_DATASET RECORDS:_
——————
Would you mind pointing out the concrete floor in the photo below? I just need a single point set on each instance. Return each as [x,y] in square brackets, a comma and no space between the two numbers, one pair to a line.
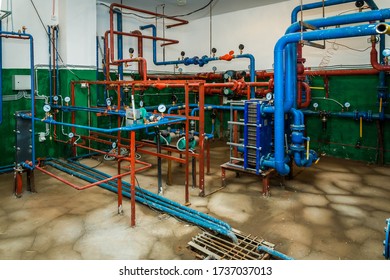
[334,210]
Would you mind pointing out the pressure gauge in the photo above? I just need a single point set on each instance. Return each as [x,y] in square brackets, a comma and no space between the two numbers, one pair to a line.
[161,108]
[47,108]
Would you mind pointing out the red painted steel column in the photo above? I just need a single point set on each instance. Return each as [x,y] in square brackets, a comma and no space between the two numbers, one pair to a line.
[187,154]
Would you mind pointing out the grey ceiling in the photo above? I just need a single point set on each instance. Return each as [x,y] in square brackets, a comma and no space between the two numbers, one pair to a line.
[179,7]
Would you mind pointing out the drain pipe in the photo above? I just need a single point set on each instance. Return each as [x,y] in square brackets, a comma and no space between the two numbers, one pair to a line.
[279,51]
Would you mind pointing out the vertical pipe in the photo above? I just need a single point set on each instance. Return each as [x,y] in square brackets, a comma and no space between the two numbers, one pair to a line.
[187,114]
[201,138]
[50,79]
[120,196]
[120,49]
[57,59]
[1,75]
[32,74]
[97,58]
[132,175]
[159,173]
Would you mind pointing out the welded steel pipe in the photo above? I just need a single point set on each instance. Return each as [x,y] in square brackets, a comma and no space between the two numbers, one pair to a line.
[280,103]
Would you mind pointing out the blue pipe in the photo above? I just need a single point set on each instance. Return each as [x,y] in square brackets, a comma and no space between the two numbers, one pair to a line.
[316,5]
[279,74]
[120,49]
[274,253]
[97,58]
[50,76]
[164,121]
[157,197]
[7,168]
[104,110]
[57,65]
[356,115]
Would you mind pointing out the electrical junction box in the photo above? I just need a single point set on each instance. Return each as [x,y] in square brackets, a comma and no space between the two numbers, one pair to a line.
[21,82]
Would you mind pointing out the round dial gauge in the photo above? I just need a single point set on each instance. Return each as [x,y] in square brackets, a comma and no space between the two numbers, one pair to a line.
[161,108]
[47,108]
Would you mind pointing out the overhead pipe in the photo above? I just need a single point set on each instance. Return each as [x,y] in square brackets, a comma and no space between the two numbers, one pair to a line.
[281,104]
[118,10]
[355,115]
[291,49]
[204,59]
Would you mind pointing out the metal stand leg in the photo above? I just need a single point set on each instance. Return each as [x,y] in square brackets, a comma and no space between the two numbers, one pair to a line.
[266,192]
[18,188]
[30,181]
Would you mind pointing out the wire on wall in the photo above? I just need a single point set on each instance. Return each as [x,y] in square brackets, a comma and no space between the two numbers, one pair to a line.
[47,33]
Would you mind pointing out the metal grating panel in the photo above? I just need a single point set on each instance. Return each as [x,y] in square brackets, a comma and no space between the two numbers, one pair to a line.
[209,246]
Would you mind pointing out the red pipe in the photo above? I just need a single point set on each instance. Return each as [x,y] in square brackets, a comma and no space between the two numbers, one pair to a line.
[82,187]
[374,59]
[112,32]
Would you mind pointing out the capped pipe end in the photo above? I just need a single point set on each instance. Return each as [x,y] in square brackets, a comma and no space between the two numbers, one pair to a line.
[383,28]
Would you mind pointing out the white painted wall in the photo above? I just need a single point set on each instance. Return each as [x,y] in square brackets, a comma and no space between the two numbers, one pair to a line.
[258,29]
[77,20]
[16,52]
[77,31]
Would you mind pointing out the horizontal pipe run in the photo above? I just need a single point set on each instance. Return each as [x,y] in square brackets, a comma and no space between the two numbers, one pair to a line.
[161,198]
[274,253]
[75,186]
[166,205]
[163,121]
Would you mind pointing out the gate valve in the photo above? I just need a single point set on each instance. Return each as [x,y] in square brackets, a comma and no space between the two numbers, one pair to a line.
[213,52]
[228,57]
[241,48]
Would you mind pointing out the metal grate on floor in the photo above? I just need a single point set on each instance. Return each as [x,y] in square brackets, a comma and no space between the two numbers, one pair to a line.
[209,246]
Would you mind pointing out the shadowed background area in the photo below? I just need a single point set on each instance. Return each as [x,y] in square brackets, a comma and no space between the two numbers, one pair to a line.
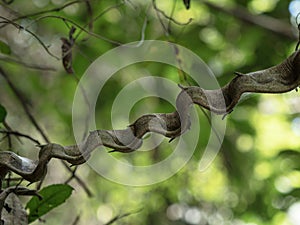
[255,178]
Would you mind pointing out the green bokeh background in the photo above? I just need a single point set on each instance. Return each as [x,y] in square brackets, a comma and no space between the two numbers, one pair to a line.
[255,178]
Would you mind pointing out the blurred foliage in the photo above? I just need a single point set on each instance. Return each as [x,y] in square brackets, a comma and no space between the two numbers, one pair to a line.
[255,178]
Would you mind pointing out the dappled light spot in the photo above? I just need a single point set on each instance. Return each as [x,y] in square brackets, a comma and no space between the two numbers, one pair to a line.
[294,7]
[296,126]
[294,213]
[244,143]
[193,216]
[258,6]
[283,184]
[40,3]
[175,211]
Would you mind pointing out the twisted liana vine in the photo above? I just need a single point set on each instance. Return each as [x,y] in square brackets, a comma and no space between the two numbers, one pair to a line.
[281,78]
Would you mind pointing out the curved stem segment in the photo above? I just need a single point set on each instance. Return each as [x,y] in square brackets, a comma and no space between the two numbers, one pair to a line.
[281,78]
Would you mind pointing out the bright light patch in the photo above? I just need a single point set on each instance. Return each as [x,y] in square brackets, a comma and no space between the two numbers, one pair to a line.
[294,7]
[296,126]
[259,6]
[294,213]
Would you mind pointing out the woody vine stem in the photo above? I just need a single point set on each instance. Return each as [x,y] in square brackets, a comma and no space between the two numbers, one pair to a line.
[280,78]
——————
_WHAT IS BEING ASKED:_
Pictures stay out; everything else in the listing above gets restated word for word.

_RESPONSE TO THIS EXERCISE:_
Would you mind pointing out the concrete floor in the photo below? I just need a single point set on each instance. Return each as [x,y] in square brackets, a comma and no space between the two numbers, one pair to a line.
[334,210]
Would you mind pointing out the pressure gauge in the photo above? I just need a single point set on each instance. Return each as [x,y] in square brackets, a comma and no space between the two numbers, one pair to a line.
[161,108]
[47,108]
Would you mind pointing out the red painted steel column in the photo above? I just need a single point set on each instance. Return each as [x,y] in square brackets, a comma and no space between the two numbers, one pair to a line.
[187,154]
Would you mind pointing out the grey ceiling in the photo above? I just need a single point set on each instance. Return each as [x,y] in square brackets, a comma and no space between the two numbers, one pair to a line.
[179,7]
Would you mind pointing out the drain pipe in the photo above? I just need a single point set on each instance. Return each as [x,y] in square brackets, a comma and no space between the two numbers, one pair to a line.
[279,51]
Would you mind pointing out the vertical pipe in the photo above? I just need a single point set on each instance. Return each as [x,y] in square brackets, a comma and no space between the two numbers, one pair to a line.
[187,114]
[201,138]
[50,79]
[120,196]
[120,49]
[57,59]
[1,75]
[32,74]
[97,58]
[132,175]
[159,173]
Would you mind pointing out the welded steel pipe in the photo above? I just need a single point set on each instance. Return each as [x,y] in square brackets, a comma and no space between the two numbers, one pair to a line.
[280,103]
Would you mind pointing out the blue pipe in the photo above? I just need a single point set on each instance. Return each as [x,y] in square brackets, a comma and no space between the two numbers, one pair to a line.
[316,5]
[279,74]
[120,49]
[274,253]
[97,58]
[50,76]
[164,121]
[157,197]
[7,168]
[104,110]
[57,65]
[356,115]
Would you mind pointing out the electrical junction box in the photo above? I just need a single point set on each instance. Return each as [x,y] in square brackets, a comma and no space between the two numbers, one pair to a line.
[21,82]
Would you mind pointing out the round dial gauge in the photo above? I just need a single point set on each instance. Return each as [x,y] in square brackets, a comma and no space between the two numbers, one pair to a line.
[161,108]
[47,108]
Would you mind pointing out the overhead pipe in the photo above? I just need a single point set on each instance. Return each as [x,y] in square brackets, a comma and no space between the two numbers, one pair to a line.
[281,104]
[118,10]
[355,115]
[291,49]
[204,59]
Would you mind pointing out the metal stand leg in the photo above? I just need a single point set on each instance. Return each as [x,y] in square brackets, a comma and no space between the two numbers, one pair to a line.
[266,192]
[18,188]
[30,181]
Would you mind pointing out the wire on wall in the photo above? I just need a single point set on each instance. Return each as [x,y] in square brackets, a comma and no space between the two numbers, one pair to a line.
[47,33]
Would you mind pointing out the metal grating panel in the photo above? I just need a single point set on each instance. Return each as [x,y] in square brackets, a comma and no space between the two numbers, one pair to a line.
[209,246]
Would you mind pointing out the red pipe in the photo above? I just need a single point set on each instance. Return each as [x,y] in square brackets, a comma and no space between the two numbers, one pair to a line.
[82,187]
[374,59]
[112,32]
Would you mind pointing out the capped pipe end in the photo above? I just need a single point set on each instance. Return each as [x,y] in square brackets, a comma and no space between the two numbers, one pair to a line.
[383,28]
Would you mind pointing out the white painted wall in the photo above? I just need a single point set on each instance. Return each as [x,y] in square brackets, a comma and no space between the two numbers, one pair to a line.
[258,29]
[77,20]
[16,52]
[77,31]
Would you mind pointing out the horizontal pipe run in the photo above? I just need a single point set on each instance. Return each as [x,y] in square brackets, a comma and no space between the two numbers, one pair to a line.
[161,198]
[274,253]
[75,186]
[166,205]
[163,121]
Would you mind pointing out the gate valve in the photo above? I just need a single point set on each instance. Return each as [x,y] in square brackets, a comma and no space between the two numbers, one pair to a line.
[213,52]
[228,57]
[241,48]
Would you mind pointing out the metal grate on floor in the photo above? I just need a single point set on each instance. Return each as [x,y] in square brackets, a comma and no space between the two numbers, one pair to a line.
[209,246]
Would you mind pointing out the shadowed background area in the photo below? I just need a single point set on each instance. Return each as [x,y] in square brackets, a comma and no space between the two numbers, one pair to a line.
[255,178]
Would you mind pointing out the green bokeh background in the photo above? I just need a single point set on each instance. Return each as [x,y] in square brackets, a comma and no space between the two numbers, one pair to a line.
[255,178]
Would you mind pointing out the blurred foliage in the photo above? I just need a single point set on each instance. Return each as [x,y] in square brackets, a comma and no space between the two numbers, one pair to a line.
[255,178]
Would you mind pointing out the dappled light spot in the photo above? I just need a single point set on each instance. Return each as [x,y] in square brackets, a comma and no space between the two numbers, one pair to a line.
[294,7]
[296,126]
[294,213]
[244,143]
[193,216]
[258,6]
[283,184]
[40,3]
[175,211]
Would you mind pointing out the twisted liana vine in the photo above? I just need a single point set on each instance. Return each as [x,y] in square brackets, a comma and no space between the two numbers, one pair to a line.
[281,78]
Would you mind pointing out the curved stem segment in the photo above? I just need a single point set on each instance. Return each as [x,y] in square brackets, a comma and no space between the two numbers, one pair to a line.
[281,78]
Would you mind pointing out the bright light patch in the photo above? I just need a single point set on each instance. Return each as [x,y] in square brackets, a comma and no space between the two numbers, one pair to a line.
[294,7]
[296,126]
[259,6]
[294,213]
Would you mind pointing out the woody vine stem in the photo above? I just need a single point set on each instance. Return each as [x,y] in square brackets, a comma and no space between the two numbers, one pair to a line.
[280,78]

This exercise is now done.